Quote everything in the records from the line containing "Return one point per instance of the blue" down to the end of the records, word for word, with both ends included.

§

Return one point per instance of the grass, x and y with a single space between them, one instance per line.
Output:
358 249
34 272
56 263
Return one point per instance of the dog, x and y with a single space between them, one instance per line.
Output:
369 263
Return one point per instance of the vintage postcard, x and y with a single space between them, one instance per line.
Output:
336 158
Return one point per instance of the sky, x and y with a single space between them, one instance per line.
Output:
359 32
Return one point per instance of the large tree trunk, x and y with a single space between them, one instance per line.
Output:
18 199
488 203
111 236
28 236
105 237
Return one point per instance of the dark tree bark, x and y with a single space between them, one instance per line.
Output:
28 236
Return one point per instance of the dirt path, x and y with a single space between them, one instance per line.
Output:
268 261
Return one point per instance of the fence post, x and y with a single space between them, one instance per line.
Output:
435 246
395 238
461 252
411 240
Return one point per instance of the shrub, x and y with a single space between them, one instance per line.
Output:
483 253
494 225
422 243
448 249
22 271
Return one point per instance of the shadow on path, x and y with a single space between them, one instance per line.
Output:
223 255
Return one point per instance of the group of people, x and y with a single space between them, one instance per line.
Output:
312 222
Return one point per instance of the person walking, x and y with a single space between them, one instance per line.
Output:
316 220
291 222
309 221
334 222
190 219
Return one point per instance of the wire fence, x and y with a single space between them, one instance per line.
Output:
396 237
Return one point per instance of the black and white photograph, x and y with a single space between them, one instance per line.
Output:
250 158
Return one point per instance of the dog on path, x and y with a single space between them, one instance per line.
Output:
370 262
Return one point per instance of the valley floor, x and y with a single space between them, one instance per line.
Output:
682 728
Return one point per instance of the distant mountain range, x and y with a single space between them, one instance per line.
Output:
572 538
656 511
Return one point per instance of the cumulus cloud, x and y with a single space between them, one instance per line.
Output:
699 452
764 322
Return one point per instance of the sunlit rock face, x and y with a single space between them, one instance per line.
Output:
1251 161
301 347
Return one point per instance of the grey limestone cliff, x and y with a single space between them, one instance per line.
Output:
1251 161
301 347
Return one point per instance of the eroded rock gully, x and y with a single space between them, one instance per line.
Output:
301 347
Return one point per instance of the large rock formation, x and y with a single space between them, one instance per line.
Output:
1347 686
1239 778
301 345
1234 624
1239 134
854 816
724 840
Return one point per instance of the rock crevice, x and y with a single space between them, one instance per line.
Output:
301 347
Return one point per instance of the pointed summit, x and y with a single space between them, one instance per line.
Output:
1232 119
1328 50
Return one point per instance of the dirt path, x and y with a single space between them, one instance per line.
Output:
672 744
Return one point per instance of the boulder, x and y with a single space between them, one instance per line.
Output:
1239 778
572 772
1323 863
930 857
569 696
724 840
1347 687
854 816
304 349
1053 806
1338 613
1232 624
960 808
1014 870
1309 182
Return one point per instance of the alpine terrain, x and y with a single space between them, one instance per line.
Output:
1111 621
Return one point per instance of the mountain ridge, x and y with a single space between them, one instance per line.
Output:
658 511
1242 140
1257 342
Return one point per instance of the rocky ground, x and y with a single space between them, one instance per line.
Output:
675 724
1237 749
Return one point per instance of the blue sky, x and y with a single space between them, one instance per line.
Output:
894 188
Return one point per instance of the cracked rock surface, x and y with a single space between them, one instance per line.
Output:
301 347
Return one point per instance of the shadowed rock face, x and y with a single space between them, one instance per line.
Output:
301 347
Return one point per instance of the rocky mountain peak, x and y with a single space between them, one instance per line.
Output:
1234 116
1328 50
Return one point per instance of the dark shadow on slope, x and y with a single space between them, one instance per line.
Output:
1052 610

§

**Finished exercise**.
Return one point per instance of the blue sky, x and y with a single space between them, one instance per line.
Output:
894 188
Return one point per instance of the cracked rock surface, x and y with a single space between them, one instance per line.
Output:
301 347
Return one point per instance of the shadowed rock face, x and y with a single space between them, one instance per line.
Output:
301 347
Return one point per instance of the rocky mountain peak, x and y with a single space between them, one instance per line.
Output:
1234 116
1328 50
Return one point per instance of the dark shadow on slope, x and y with a single space between them, one instance per line.
Output:
1052 610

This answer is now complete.